• **Texto extraído**
※ ※ ※

La infinita da cuenta de la complejidad histórico-contextual, así como de las múltiples aristas y configuraciones de la desaparición forzada en México. Recurriendo a los tropos que han constituido las narrativas audiovisuales sobre el tema, Enríquez plantea una lectura de doble nivel sobre el fenómeno. Por un lado, un acercamiento afectivo que da cuenta de las consecuencias de la desaparición en los núcleos familiares y, por el otro, una lectura fáctica que moviliza los testimonios de expertos en el ámbito de la violencia relacionada con el crimen organizado.

Para ello, el director recurre a tropos tanto narrativos como visuales que conforman la gramática del cine sobre la desaparición en México: el testimonio, el primer plano y la cartografía. El montaje pone en relación los testimonios de las familias de los desaparecidos con los paisajes y entornos en los que se cree que tuvo lugar la desaparición. En ningún momento, el dispositivo gestado por Enríquez plantea una espectacularización de la violencia ejercida contra los desaparecidos. Contrario a ello, formula una apuesta ética a partir del encuadre en primer plano de los testigos entrevistados.


En términos cartográficos, la película se grabó durante la pandemia del covid-19 en la Ciudad de México, Veracruz y Ciudad Juárez, registrando de manera velada la relación entre sitios históricamente representativos de la catástrofe sociopolítica que aqueja a la nación mexicana que, en los últimos años, se ha expandido por todo el territorio. Dicho mapeo permite comprender las particularidades territoriales de la violencia y las formas en que esta ha sido invisibilizada e, incluso, negada en los diferentes periodos presidenciales, desde la década de 1970, con la desaparición de los opositores al régimen priísta, hasta la actualidad, con un gobierno supuestamente humanista que no solo ha minimizado y maquillado las cifras, sino que ha desatendido a las madres buscadoras, a quienes prometió todo el apoyo.

Ahora bien, la presencia de planos generales que enmarcan los sitios relacionados con la desaparición establece un punto de quiebre entre lo colectivo y lo personal, cuya puntuación significante son los primeros planos de los familiares de los desaparecidos narrando sus testimonios. Me parece que es la idea de duelo lo que atraviesa a la obra de Enríquez, y en donde está realmente su potencial significante. Es comprensible que su propuesta formal no sea la más arriesgada, pues ¿cómo podemos representar lo irrepresentable y narrar lo inenarrable? La condición ominosa de la violencia en México ha hecho que el registro de lo imaginario entre en crisis y, al mismo tiempo, la hegemonía representativa haya cooptado cualquier grafía audiovisual que permita sostener una relación simbólica con ese real que nos desborda.


Quizá la apuesta aquí tendría que partir de la pregunta por las las condiciones de una lectura estético-política de lo audiovisual que se emplace en el umbral de la interrupción de los regímenes de presentación y representación hegemónicos y, más aún, que repose sobre el entendimiento de las articulaciones narrativo-materiales como generadoras de lecturas y experiencias críticas. Esta es una conversación que nos queda pendiente con el creador, pues en la muy breve sesión de preguntas y respuestas dijo que su intención era acompañar a las víctimas acercándose a ellas lo más posible al mismo tiempo que buscó atender a todos aquellos aspectos que condicionan la historicidad de las formas actuales de la violencia en el país.

En resumen, aunque ambas obras se inscriben en una constelación creciente de trabajos sobre la violencia en México, su carácter es urgente y necesario. Pues en ellas, desde diferentes emplazamiento estéticos tiene lugar la apertura de un espacio liminal en el que tiene lugar el lamento colectivo como expresión del trauma y duelo resultantes del paisaje producido por la violencia ejercida por el Estado-nación y el crimen organizado en el territorio mexicano durante las últimas dos décadas.

※ ※ ※

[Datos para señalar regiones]
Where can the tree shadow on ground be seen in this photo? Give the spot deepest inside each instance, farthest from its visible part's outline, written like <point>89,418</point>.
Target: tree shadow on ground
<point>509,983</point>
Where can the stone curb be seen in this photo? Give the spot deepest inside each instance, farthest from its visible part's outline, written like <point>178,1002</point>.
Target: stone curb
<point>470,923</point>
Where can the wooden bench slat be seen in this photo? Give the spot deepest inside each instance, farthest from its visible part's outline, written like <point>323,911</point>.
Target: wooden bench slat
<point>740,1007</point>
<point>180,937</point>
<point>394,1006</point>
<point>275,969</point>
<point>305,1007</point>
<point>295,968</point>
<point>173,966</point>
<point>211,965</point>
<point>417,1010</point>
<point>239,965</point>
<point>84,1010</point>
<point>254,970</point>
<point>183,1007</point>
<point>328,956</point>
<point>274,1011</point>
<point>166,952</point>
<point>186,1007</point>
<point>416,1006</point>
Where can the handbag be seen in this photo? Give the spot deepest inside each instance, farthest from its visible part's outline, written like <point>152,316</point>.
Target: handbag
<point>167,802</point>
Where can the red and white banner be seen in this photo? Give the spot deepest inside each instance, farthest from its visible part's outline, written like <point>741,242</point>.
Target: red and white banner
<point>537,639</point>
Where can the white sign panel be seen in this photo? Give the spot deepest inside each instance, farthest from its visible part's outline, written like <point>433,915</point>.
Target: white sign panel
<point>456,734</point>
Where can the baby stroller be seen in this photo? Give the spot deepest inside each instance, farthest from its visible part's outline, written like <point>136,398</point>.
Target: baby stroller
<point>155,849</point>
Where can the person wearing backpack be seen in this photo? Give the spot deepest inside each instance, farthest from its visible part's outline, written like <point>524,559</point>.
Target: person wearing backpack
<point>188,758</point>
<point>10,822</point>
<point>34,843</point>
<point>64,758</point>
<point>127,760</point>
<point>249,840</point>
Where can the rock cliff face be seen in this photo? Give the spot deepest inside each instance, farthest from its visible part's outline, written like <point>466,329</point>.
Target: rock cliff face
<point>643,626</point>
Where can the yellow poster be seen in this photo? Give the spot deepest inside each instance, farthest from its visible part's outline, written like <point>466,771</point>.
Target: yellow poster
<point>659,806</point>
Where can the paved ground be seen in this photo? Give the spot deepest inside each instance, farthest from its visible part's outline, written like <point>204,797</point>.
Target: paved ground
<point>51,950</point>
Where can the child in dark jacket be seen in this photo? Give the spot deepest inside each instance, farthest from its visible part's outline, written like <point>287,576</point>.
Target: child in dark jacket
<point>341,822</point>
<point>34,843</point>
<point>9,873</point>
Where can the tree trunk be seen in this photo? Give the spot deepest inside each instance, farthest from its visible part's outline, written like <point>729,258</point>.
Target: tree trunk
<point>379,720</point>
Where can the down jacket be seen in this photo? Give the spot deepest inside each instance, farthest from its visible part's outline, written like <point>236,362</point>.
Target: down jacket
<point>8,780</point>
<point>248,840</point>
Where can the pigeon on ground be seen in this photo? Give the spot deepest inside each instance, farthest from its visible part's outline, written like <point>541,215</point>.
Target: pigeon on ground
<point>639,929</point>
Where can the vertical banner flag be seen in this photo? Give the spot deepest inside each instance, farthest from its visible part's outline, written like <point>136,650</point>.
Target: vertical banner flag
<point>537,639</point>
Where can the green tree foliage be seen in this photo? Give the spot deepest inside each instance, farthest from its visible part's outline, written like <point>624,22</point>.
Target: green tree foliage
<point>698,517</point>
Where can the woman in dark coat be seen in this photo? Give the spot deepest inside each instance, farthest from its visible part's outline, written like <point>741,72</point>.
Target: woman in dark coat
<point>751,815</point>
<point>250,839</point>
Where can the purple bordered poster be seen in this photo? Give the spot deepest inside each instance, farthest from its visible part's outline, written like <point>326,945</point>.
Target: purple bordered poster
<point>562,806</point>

※ ※ ※

• **Ejercicios por resolver**
(1) Duplica el tramo del texto sobre La infinita que va de "En términos cartográficos, la" hasta "todo el apoyo.".
(2) Según el texto sobre La infinita, ¿en qué lugares se grabó la película?
Este material viene de otra fuente.

• **Resultados en orden**
(1)
En términos cartográficos, la película se grabó durante la pandemia del covid-19 en la Ciudad de México, Veracruz y Ciudad Juárez, registrando de manera velada la relación entre sitios históricamente representativos de la catástrofe sociopolítica que aqueja a la nación mexicana que, en los últimos años, se ha expandido por todo el territorio. Dicho mapeo permite comprender las particularidades territoriales de la violencia y las formas en que esta ha sido invisibilizada e, incluso, negada en los diferentes periodos presidenciales, desde la década de 1970, con la desaparición de los opositores al régimen priísta, hasta la actualidad, con un gobierno supuestamente humanista que no solo ha minimizado y maquillado las cifras, sino que ha desatendido a las madres buscadoras, a quienes prometió todo el apoyo.

(2) En la Ciudad de México, Veracruz y Ciudad Juárez.